- _To do_
In the records below, find the line containing "collar in the photo below."; restate it and every later line word for word, through the last.
Start of Data records
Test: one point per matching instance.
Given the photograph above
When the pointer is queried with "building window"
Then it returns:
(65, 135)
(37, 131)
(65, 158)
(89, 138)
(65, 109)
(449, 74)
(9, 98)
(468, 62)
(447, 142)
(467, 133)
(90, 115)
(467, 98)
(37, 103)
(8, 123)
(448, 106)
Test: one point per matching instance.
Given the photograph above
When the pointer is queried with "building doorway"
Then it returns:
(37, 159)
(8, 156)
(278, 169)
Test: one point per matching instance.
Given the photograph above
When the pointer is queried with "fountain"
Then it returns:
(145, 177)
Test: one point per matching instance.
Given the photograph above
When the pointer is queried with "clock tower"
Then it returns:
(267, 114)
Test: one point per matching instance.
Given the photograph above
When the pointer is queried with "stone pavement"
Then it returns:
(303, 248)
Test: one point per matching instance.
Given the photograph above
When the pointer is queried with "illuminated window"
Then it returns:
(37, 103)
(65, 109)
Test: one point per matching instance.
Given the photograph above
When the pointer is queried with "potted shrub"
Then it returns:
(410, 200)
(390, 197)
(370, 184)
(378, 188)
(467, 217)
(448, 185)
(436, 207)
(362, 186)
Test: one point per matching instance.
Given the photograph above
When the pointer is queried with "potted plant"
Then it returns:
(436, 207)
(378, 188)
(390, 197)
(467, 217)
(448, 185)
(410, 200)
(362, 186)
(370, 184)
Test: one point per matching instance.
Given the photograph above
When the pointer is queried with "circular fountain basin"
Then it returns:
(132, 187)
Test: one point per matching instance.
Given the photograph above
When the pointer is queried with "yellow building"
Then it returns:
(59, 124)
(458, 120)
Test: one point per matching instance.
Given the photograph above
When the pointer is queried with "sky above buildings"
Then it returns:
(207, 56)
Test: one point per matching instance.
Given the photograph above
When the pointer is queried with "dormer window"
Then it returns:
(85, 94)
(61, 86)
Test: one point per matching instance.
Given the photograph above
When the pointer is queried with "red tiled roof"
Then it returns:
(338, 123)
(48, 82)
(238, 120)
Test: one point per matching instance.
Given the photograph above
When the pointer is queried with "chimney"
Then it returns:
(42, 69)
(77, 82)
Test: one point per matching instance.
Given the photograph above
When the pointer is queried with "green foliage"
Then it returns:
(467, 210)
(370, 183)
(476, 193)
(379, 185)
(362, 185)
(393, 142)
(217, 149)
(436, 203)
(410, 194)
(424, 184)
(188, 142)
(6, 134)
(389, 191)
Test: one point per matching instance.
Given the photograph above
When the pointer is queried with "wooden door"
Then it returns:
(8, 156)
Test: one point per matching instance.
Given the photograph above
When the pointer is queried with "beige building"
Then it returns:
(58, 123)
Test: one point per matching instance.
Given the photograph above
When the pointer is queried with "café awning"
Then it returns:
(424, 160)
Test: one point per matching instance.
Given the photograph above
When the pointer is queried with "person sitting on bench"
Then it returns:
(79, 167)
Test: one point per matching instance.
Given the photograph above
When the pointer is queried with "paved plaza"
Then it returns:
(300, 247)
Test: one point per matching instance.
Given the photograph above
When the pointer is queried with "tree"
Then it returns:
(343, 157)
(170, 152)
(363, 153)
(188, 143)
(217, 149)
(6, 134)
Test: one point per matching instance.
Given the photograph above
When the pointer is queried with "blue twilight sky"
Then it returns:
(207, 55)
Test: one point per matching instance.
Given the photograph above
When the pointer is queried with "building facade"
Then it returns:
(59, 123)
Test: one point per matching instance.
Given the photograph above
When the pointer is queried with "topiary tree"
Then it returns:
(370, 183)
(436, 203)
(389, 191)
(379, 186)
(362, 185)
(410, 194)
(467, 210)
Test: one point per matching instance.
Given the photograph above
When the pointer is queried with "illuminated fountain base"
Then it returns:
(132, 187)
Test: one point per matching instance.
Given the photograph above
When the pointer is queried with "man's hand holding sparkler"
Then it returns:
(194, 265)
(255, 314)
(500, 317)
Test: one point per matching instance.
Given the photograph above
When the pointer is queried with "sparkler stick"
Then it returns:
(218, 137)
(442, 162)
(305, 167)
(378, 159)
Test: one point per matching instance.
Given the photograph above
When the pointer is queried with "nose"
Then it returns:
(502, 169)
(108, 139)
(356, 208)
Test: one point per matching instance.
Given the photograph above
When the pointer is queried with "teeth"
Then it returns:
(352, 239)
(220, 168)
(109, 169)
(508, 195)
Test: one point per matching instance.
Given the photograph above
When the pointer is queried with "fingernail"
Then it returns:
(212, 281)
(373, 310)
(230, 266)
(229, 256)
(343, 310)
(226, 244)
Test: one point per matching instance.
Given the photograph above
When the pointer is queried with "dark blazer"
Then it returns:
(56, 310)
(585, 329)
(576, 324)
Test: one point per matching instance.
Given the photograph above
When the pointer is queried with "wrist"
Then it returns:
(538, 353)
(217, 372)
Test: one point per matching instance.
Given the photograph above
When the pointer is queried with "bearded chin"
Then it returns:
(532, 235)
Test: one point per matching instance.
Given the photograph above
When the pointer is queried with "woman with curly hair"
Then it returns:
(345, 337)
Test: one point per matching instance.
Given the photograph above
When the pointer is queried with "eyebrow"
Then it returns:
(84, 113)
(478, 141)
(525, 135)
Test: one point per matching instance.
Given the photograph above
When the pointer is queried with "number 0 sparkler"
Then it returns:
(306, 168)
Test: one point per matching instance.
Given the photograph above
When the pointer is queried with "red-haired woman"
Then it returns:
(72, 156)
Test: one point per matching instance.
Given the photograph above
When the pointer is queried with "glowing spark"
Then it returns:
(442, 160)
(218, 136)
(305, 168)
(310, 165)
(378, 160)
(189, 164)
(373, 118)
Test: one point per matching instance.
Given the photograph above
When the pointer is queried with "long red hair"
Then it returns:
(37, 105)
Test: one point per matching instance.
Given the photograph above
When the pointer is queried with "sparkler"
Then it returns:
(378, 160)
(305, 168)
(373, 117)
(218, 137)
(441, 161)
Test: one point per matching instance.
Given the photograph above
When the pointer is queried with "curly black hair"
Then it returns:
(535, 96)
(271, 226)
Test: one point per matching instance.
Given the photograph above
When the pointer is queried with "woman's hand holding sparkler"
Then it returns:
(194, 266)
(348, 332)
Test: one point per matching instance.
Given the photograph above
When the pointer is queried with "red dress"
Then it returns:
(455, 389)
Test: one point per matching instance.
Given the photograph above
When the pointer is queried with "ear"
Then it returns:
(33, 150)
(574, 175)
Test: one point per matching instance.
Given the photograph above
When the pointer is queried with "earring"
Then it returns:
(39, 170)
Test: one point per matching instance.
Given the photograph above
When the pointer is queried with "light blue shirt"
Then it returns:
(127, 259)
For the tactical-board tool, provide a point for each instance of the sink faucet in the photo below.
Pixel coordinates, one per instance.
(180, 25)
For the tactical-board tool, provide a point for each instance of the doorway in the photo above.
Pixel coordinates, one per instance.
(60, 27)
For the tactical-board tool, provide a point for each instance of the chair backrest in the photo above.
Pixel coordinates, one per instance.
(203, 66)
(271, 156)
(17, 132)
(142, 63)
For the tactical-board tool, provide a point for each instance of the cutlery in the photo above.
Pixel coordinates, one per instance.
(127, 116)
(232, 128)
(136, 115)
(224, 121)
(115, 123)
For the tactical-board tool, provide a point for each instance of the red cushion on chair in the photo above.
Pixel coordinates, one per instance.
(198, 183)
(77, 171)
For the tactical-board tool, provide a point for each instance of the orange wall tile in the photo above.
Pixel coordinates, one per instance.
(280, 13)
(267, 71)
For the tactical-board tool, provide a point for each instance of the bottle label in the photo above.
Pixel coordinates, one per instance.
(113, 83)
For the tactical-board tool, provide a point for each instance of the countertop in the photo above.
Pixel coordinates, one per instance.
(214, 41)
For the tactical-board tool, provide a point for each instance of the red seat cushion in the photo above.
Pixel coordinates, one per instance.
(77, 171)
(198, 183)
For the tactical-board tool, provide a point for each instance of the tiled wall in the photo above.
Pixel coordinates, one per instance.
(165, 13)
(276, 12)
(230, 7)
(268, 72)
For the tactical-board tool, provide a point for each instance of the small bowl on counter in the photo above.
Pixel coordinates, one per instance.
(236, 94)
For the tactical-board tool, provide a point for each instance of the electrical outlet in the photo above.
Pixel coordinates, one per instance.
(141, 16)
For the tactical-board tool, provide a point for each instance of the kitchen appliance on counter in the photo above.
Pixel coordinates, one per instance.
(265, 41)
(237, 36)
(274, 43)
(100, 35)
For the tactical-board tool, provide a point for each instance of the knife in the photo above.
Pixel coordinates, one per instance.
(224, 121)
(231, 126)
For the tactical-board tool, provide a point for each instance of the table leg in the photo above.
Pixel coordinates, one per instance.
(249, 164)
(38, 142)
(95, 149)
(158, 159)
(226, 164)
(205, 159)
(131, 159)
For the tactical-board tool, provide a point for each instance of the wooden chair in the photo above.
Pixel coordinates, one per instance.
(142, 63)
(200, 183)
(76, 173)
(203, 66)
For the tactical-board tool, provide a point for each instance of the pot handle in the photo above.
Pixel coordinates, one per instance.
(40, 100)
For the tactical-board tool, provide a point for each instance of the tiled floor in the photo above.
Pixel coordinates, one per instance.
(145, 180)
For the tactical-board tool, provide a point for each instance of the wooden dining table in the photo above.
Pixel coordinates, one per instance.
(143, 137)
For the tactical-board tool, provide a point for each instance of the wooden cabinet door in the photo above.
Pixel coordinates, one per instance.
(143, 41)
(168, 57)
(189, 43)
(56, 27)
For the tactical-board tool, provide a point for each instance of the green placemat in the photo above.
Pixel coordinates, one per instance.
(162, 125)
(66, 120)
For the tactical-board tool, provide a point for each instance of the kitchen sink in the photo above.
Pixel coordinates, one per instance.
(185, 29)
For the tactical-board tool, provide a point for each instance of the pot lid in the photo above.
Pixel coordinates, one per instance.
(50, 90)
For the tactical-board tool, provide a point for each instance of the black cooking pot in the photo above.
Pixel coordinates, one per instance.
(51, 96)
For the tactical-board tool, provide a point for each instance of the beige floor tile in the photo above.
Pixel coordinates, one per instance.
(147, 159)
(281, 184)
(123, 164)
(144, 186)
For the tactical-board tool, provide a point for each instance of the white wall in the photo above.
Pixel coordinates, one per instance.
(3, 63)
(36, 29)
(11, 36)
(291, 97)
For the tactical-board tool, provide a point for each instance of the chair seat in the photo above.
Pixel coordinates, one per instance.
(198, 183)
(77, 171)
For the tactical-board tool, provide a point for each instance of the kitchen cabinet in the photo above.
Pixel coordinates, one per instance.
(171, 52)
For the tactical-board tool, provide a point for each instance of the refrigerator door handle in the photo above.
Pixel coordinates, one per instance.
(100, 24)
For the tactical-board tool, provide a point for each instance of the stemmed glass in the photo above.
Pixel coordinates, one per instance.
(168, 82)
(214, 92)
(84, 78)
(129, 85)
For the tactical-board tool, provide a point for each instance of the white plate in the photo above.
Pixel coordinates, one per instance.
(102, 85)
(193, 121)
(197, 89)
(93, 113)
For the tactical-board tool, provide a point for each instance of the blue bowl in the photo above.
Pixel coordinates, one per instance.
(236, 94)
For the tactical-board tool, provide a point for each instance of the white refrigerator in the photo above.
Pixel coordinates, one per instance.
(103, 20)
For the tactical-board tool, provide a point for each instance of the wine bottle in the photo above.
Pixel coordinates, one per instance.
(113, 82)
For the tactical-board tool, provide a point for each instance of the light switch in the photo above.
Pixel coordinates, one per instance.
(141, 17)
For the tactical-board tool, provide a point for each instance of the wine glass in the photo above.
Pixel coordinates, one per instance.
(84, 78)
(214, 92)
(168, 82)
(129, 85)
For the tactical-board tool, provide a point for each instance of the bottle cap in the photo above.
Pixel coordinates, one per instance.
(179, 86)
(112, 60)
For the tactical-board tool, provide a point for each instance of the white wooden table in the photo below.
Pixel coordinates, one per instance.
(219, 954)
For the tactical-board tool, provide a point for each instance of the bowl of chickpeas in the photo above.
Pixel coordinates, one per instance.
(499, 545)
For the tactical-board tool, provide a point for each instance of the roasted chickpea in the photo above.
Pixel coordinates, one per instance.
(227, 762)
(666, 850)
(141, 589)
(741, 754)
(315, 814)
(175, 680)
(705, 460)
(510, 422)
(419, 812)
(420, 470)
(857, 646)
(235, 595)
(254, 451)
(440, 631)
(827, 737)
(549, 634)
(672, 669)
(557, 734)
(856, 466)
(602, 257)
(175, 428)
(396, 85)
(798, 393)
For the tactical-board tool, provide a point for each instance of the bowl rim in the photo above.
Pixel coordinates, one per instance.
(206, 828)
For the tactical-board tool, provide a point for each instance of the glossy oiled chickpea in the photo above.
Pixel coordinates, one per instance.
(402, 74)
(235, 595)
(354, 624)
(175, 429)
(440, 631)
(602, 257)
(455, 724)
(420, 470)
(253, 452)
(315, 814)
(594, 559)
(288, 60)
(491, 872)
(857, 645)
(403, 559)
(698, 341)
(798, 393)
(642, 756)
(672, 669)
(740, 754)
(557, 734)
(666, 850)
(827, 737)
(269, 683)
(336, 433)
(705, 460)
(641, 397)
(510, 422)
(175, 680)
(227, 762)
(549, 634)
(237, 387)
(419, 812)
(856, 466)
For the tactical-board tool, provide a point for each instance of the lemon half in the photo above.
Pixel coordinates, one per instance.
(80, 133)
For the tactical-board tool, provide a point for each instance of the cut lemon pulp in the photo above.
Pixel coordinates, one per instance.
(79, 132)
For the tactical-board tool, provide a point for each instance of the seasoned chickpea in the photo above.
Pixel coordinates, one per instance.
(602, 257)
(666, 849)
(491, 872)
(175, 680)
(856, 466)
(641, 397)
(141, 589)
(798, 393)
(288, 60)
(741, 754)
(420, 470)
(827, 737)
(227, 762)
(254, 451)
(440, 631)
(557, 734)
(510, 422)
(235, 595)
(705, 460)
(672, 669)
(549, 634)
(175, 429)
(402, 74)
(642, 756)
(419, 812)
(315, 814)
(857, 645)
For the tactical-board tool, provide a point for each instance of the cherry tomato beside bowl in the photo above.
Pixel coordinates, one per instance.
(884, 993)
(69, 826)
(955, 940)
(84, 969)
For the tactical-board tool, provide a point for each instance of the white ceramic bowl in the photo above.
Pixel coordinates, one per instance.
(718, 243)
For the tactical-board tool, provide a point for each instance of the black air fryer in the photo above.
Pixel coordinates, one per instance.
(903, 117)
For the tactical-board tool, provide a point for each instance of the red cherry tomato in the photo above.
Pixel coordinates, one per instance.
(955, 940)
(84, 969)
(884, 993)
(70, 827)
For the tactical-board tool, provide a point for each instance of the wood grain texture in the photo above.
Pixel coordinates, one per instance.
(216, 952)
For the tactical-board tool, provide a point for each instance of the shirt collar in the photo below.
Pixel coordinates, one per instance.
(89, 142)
End of Data records
- _Written solution_
For the tactical-board tool, provide a point for each instance of the shirt collar in the photo below.
Pixel coordinates, one per instance.
(89, 142)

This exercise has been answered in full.